REQUIREMENTS: Pull out each line of the data that contains the string "skier", treating uppercase and lowercase as different.

-- BEGIN ITEMS --

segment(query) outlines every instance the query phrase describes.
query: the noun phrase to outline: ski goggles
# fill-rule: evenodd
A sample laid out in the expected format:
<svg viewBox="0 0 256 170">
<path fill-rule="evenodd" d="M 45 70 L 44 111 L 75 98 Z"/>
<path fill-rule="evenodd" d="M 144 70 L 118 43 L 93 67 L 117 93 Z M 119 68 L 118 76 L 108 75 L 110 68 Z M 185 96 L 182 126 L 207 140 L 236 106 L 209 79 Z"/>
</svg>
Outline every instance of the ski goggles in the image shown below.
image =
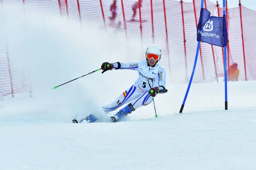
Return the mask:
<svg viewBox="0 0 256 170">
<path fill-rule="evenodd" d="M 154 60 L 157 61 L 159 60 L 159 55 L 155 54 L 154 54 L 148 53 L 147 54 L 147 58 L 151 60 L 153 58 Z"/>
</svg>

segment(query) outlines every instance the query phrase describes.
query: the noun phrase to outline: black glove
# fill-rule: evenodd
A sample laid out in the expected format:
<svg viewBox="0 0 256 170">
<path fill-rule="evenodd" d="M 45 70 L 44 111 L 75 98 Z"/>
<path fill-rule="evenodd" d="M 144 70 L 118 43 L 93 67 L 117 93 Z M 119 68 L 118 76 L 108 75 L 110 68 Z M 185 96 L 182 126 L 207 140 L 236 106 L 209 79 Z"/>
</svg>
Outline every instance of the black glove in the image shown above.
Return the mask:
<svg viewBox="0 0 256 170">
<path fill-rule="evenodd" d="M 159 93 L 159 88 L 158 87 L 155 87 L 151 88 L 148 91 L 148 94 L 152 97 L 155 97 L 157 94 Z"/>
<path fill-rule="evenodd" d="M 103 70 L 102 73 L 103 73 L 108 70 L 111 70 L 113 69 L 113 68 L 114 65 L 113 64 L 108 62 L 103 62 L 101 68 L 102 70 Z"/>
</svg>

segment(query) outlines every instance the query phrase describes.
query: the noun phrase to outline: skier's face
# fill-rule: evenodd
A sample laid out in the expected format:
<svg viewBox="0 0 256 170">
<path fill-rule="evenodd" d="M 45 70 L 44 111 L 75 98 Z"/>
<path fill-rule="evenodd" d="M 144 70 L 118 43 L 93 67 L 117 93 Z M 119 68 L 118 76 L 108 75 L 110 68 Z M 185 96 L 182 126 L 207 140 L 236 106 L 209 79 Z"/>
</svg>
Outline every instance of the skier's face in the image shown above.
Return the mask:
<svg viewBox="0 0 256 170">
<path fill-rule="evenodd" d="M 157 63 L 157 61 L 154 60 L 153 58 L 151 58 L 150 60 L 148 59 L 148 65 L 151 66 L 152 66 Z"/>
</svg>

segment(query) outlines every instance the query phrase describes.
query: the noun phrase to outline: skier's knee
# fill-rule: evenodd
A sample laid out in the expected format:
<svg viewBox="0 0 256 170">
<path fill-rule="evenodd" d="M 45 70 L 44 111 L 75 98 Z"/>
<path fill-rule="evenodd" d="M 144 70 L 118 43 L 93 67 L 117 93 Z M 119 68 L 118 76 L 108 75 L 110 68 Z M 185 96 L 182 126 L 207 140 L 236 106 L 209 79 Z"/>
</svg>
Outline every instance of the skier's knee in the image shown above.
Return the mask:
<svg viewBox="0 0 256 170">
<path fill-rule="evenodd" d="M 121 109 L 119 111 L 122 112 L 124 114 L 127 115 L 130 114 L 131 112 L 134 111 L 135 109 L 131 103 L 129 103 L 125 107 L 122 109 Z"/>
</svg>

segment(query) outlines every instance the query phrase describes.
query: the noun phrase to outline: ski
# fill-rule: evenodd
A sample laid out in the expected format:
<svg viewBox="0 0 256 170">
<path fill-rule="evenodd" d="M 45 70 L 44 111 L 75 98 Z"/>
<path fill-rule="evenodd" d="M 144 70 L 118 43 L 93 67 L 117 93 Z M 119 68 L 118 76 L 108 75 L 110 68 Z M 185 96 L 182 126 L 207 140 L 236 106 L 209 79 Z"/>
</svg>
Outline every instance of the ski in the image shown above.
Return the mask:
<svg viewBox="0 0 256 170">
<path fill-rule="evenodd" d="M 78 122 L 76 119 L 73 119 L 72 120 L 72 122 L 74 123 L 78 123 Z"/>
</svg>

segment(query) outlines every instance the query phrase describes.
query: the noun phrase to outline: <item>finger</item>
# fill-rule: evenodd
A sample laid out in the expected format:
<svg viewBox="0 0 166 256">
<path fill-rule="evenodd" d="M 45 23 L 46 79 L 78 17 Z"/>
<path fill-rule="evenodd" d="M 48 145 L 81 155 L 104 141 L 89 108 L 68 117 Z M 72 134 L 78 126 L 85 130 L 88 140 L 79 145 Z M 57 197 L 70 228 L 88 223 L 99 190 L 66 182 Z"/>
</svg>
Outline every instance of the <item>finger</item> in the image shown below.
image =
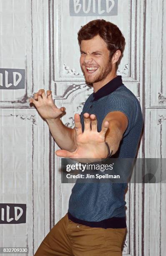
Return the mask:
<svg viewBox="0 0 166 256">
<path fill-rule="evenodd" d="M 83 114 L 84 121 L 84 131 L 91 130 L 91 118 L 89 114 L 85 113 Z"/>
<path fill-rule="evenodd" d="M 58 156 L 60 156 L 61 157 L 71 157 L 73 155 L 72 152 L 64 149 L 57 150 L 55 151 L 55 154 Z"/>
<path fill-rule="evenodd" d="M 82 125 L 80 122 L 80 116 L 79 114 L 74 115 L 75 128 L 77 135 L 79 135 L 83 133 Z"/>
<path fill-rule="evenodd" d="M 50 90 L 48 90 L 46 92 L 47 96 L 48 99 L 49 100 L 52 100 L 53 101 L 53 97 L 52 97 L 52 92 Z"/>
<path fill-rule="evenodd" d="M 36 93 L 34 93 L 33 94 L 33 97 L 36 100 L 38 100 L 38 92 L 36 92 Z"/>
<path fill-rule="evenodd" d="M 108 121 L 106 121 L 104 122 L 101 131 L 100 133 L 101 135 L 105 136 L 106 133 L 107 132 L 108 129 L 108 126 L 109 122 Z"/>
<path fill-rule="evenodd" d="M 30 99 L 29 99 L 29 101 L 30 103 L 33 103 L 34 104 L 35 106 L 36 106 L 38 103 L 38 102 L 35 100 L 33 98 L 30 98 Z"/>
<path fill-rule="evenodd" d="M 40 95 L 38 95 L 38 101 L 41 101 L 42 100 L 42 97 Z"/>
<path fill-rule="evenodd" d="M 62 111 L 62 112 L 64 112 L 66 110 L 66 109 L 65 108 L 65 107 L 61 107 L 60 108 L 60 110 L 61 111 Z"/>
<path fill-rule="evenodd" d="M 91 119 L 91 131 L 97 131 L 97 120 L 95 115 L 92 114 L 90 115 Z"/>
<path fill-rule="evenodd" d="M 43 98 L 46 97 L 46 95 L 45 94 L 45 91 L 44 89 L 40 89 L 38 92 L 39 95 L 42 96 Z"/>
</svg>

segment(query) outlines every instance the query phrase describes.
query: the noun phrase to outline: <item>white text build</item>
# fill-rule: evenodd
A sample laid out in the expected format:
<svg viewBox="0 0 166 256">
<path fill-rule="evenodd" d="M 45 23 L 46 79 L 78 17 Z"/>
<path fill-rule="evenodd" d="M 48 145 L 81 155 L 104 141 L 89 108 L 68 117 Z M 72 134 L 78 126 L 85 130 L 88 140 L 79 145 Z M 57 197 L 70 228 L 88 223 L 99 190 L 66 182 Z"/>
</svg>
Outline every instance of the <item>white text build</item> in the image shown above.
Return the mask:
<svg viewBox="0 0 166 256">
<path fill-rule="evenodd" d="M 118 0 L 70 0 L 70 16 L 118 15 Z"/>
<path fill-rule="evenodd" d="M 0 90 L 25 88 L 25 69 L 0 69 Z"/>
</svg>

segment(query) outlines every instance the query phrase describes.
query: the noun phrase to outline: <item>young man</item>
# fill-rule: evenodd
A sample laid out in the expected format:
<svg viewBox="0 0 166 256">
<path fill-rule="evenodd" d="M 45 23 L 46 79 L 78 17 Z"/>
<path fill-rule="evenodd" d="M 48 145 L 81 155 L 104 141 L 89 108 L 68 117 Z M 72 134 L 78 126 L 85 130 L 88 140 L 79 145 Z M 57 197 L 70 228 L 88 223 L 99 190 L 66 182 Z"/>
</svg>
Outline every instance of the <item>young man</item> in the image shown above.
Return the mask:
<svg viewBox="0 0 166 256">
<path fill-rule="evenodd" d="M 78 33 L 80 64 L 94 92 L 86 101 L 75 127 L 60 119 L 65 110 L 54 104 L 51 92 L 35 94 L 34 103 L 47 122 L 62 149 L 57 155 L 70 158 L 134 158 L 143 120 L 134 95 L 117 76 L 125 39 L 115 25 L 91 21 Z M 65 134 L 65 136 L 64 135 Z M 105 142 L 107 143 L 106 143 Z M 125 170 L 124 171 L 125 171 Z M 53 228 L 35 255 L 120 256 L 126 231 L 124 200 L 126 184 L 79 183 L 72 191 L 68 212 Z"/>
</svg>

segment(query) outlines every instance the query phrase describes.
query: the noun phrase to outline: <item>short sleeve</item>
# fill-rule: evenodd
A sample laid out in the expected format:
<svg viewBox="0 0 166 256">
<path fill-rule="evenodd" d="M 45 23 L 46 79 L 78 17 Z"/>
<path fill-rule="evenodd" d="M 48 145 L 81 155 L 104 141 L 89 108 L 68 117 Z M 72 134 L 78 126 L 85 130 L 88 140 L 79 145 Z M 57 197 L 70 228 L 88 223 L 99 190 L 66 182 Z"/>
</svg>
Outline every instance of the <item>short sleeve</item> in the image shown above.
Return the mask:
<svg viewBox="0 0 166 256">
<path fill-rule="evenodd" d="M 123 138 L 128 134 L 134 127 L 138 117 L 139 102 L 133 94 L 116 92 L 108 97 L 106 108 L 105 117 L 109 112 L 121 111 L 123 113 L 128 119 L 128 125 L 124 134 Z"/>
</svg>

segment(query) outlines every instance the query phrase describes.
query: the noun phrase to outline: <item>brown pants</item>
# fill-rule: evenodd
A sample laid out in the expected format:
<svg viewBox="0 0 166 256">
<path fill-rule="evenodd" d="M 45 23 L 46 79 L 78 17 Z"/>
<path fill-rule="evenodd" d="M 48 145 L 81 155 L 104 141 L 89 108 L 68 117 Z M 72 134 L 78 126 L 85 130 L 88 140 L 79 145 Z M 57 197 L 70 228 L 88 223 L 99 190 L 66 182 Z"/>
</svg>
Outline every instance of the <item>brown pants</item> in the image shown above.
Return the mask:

-- END ITEMS --

ANSWER TO THIS EXERCISE:
query: the noun phrase to outline: skier's face
Outline every instance of the skier's face in the image shown above.
query: the noun phrase to outline: skier's knee
Outline every instance of the skier's knee in the image shown above.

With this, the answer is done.